(Beginning of SOURCE DOCUMENT)

The researchers used the large dataset to develop a model that predicts the occurrence of hexavalent chromium above the health standard in drinking water wells based on the well location’s geology, and on easily measured ground water chemistry parameters such as water pH, oxygen content, and salinity. They also calculated the probabilities that a given well would exceed the 0.07 microgram per litre health advisory level for specific geologic belts in the state.

The occurrence of hexavalent chromium is predicted to be particularly high in wells located in the Piedmont region, where over 50 per cent of the wells are expected to have concentrations of hexavalent chromium above the health advisory level, Vengosh said.

Statewide, nearly four million people rely on ground water as their primary source of drinking water. “The areas where we see the largest number of ground water users, like Wake and Mecklenburg Counties, coincide with some of the highest probabilities for the occurrence of hexavalent chromium above the health advisory level,” Coyte said.

“Unlike public ground water systems, private wells have no testing requirements and therefore many private well owners do not know the concentration of hexavalent chromium in their well water,” Vengosh said. “Since we show that total chromium can be a good proxy for the presence of hexavalent chromium, homeowners can test total chromium, which is more common and cheaper.”

While home water filtration for hexavalent chromium was not tested in this study, several technologies do exist to remove hexavalent chromium from drinking water, including reverse-osmosis desalination.  

The findings were published as a journal pre-proof Nov. 12 in Science of the Total Environment. This research was supported by a grant from the National Science Foundation (EAR-1733637).

(End of SOURCE DOCUMENT)
(Beginning of INPUT DATA)

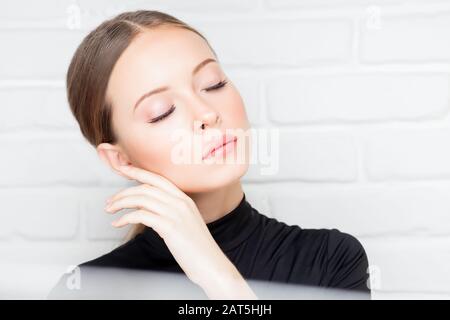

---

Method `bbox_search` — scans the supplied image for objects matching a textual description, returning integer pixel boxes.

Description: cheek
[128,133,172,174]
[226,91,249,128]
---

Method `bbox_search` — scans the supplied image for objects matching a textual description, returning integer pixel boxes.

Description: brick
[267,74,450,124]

(End of INPUT DATA)
(Beginning of INPUT DATA)

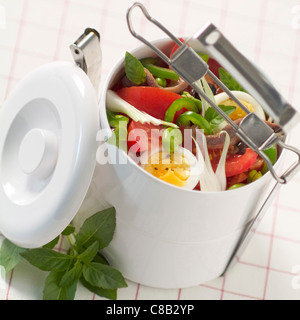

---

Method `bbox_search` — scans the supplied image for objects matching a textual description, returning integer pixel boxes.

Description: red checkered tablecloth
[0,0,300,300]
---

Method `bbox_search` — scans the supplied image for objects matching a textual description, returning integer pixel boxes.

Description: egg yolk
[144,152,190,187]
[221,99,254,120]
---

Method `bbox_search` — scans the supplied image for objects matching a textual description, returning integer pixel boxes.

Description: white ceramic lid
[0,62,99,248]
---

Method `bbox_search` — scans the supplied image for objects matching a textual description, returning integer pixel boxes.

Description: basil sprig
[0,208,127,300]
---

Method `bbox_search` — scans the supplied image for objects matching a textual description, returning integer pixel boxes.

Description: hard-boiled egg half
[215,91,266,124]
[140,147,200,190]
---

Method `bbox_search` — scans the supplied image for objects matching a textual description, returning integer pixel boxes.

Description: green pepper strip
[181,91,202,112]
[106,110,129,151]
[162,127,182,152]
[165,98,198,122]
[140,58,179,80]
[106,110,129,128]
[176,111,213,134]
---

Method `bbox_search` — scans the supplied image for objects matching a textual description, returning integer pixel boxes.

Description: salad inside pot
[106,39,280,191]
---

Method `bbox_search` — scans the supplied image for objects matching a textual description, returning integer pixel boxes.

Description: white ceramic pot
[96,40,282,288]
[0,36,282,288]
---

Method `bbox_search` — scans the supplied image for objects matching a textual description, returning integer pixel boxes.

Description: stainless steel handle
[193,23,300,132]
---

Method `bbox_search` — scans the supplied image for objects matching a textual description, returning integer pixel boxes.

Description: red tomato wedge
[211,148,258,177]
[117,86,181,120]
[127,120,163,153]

(End of INPUT DATA)
(Beginning of INPUT DATA)

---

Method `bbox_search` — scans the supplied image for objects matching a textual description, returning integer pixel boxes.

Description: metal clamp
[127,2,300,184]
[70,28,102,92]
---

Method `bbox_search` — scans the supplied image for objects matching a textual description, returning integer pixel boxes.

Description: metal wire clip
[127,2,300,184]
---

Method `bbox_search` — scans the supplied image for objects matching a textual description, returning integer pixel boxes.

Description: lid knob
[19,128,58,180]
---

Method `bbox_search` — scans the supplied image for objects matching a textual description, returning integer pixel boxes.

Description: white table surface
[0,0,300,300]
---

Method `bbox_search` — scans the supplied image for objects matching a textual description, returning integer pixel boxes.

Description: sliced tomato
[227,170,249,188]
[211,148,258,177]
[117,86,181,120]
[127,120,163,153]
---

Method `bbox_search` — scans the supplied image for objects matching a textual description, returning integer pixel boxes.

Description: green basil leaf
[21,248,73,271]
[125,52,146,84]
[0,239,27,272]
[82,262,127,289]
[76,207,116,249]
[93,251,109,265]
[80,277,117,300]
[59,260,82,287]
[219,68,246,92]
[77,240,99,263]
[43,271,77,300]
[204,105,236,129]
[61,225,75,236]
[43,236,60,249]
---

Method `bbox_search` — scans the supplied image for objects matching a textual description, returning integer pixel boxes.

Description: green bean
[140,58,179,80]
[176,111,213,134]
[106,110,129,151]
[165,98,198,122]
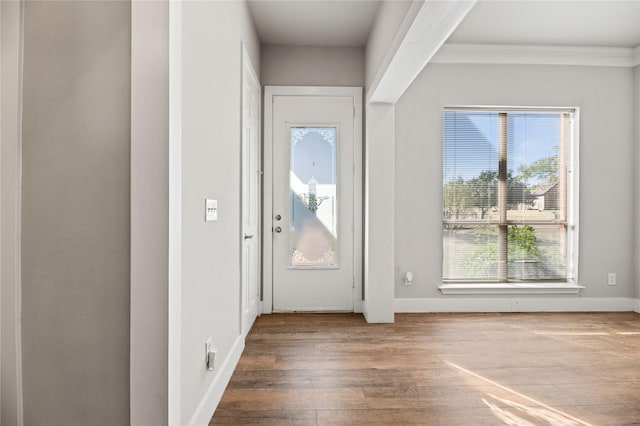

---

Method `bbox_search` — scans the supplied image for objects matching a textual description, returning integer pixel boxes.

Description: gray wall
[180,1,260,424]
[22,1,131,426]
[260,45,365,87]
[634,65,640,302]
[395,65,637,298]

(End of INPUT DATA)

WHAT TO WORK ON:
Answer these questions from the text on hexavalent chromium in well water:
1. What health advisory level for hexavalent chromium is given?
2. In which region are over half of the wells expected to exceed that level?
3. Which two counties are named as having some of the largest numbers of ground water users?

TASK RESPONSE:
1. 0.07 micrograms per liter
2. The Piedmont region
3. Wake and Mecklenburg Counties